• _EXERCISE GOAL_: Gather every line of the listing below that contains the word "smoke", and copy each of those lines in full.

• _MATERIAL PROVIDED_:
++++++

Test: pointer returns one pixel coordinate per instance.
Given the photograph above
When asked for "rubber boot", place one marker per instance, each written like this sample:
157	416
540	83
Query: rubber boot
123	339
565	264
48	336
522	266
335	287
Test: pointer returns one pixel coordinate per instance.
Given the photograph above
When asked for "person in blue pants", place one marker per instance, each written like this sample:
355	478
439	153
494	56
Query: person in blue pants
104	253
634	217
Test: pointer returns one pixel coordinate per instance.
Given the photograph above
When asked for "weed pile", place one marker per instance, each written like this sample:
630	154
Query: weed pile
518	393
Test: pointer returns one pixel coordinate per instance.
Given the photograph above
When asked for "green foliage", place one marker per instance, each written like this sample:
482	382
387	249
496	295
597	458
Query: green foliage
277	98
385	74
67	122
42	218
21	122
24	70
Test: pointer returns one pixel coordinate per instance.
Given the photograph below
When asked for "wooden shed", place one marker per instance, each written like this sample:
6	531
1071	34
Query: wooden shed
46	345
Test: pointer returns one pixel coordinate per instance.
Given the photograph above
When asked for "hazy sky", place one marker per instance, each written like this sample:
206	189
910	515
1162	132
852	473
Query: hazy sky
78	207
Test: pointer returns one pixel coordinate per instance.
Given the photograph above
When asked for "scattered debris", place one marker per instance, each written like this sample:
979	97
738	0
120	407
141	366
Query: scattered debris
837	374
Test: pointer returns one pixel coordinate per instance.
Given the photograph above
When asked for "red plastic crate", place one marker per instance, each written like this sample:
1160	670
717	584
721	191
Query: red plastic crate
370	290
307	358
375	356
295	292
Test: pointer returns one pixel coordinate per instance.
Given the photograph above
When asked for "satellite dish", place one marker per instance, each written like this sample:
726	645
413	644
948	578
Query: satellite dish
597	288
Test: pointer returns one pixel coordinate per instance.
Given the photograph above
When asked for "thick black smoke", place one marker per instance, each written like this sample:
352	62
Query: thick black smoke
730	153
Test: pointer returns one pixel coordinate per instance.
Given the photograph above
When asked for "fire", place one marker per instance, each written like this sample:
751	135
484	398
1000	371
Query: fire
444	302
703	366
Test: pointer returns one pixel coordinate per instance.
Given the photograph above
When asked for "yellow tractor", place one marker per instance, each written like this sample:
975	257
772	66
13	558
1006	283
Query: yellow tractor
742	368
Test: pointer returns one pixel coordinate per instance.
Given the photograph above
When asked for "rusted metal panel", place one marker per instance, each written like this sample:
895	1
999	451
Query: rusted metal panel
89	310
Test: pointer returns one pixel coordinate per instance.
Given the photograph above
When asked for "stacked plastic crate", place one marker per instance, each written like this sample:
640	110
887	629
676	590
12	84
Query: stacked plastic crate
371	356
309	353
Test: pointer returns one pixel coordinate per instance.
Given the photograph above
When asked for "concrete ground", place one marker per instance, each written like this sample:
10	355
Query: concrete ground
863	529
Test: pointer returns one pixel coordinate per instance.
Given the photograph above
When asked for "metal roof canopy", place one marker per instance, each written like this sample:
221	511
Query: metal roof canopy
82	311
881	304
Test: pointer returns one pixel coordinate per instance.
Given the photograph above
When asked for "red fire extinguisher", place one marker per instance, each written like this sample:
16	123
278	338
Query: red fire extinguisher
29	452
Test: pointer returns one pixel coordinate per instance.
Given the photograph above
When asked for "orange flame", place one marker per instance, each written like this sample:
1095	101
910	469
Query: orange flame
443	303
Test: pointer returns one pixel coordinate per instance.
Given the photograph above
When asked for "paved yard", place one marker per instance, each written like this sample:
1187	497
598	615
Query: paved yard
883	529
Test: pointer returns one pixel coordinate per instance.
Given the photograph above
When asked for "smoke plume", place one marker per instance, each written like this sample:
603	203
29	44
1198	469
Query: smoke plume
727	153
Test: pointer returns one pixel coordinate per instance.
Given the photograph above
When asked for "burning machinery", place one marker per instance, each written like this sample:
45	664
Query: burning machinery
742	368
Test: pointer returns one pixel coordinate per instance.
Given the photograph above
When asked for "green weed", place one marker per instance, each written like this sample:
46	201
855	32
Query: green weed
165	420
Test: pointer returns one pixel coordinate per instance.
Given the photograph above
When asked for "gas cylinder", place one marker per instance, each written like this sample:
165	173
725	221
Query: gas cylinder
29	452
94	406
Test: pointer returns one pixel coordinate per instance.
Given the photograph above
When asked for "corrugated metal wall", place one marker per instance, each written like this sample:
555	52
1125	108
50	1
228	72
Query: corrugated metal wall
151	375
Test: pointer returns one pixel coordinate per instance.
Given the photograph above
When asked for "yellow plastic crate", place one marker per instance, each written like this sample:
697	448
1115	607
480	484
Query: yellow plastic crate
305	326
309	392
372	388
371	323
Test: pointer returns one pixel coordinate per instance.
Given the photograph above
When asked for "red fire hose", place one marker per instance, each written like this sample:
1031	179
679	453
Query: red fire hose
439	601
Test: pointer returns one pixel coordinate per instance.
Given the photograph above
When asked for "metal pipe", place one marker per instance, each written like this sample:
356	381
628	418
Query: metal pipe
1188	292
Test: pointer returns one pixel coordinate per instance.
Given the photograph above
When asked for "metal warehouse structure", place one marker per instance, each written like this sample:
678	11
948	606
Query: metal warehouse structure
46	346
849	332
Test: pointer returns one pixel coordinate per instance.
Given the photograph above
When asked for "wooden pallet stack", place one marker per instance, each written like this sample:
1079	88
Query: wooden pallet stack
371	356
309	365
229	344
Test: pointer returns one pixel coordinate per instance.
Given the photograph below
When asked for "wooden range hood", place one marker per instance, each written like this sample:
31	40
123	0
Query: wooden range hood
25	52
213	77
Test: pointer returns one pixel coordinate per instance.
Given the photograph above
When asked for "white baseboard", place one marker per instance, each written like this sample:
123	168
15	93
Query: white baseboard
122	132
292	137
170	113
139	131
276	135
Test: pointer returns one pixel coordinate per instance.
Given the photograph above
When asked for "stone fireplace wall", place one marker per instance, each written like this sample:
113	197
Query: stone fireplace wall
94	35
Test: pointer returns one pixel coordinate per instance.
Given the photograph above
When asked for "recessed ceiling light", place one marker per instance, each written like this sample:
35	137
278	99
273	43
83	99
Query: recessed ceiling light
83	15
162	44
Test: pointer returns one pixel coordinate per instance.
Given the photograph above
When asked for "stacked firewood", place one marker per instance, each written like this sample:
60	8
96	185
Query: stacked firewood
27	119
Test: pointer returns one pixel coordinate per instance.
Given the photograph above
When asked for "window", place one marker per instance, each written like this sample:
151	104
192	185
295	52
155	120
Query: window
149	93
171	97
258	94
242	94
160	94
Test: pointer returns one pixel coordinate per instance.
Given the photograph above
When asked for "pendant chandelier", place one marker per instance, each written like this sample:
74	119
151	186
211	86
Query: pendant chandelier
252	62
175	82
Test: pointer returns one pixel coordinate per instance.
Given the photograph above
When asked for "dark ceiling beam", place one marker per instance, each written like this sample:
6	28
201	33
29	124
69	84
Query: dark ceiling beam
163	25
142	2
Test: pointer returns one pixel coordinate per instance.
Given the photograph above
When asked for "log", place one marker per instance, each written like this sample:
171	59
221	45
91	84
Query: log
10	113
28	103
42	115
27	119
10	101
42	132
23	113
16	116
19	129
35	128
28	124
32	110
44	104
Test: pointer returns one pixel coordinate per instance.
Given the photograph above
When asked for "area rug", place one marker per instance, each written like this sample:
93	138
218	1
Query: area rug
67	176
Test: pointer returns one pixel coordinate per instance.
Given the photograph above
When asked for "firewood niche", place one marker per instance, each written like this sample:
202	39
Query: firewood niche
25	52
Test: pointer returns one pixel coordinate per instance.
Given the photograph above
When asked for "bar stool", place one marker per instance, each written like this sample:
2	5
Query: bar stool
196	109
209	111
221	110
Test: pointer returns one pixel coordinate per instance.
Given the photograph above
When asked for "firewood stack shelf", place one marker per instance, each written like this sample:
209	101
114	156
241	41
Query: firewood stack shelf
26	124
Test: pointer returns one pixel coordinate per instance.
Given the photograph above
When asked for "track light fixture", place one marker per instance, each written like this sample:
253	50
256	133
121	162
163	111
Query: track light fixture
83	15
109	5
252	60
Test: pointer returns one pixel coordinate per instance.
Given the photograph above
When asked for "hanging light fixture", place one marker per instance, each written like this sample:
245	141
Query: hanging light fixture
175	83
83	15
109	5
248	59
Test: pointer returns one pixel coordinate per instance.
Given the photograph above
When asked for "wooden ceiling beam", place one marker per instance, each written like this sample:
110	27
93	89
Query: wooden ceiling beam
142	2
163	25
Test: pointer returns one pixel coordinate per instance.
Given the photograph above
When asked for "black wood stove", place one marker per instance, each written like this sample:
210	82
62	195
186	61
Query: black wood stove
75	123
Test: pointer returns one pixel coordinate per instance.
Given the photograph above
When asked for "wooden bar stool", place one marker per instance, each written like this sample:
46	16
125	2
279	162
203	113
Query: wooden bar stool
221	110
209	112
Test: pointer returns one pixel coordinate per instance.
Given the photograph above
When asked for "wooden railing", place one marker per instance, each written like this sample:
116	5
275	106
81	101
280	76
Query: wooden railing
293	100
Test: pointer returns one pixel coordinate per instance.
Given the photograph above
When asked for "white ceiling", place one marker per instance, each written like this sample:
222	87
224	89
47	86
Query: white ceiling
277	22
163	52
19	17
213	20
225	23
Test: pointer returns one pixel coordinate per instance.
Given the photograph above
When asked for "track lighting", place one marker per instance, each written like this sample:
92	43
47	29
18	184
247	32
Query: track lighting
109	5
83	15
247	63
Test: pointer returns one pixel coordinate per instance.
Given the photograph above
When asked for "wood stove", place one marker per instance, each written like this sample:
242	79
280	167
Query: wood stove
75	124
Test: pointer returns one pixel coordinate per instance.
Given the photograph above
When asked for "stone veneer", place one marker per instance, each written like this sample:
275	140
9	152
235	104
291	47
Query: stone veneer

++++++

• _CORRECT ANSWER_:
When asked for "thick black smoke", place one marker per instance, each written like this sample:
Query: thick black smoke
When asked for "smoke plume", place one marker per instance, each written like this sample:
Query: smoke plume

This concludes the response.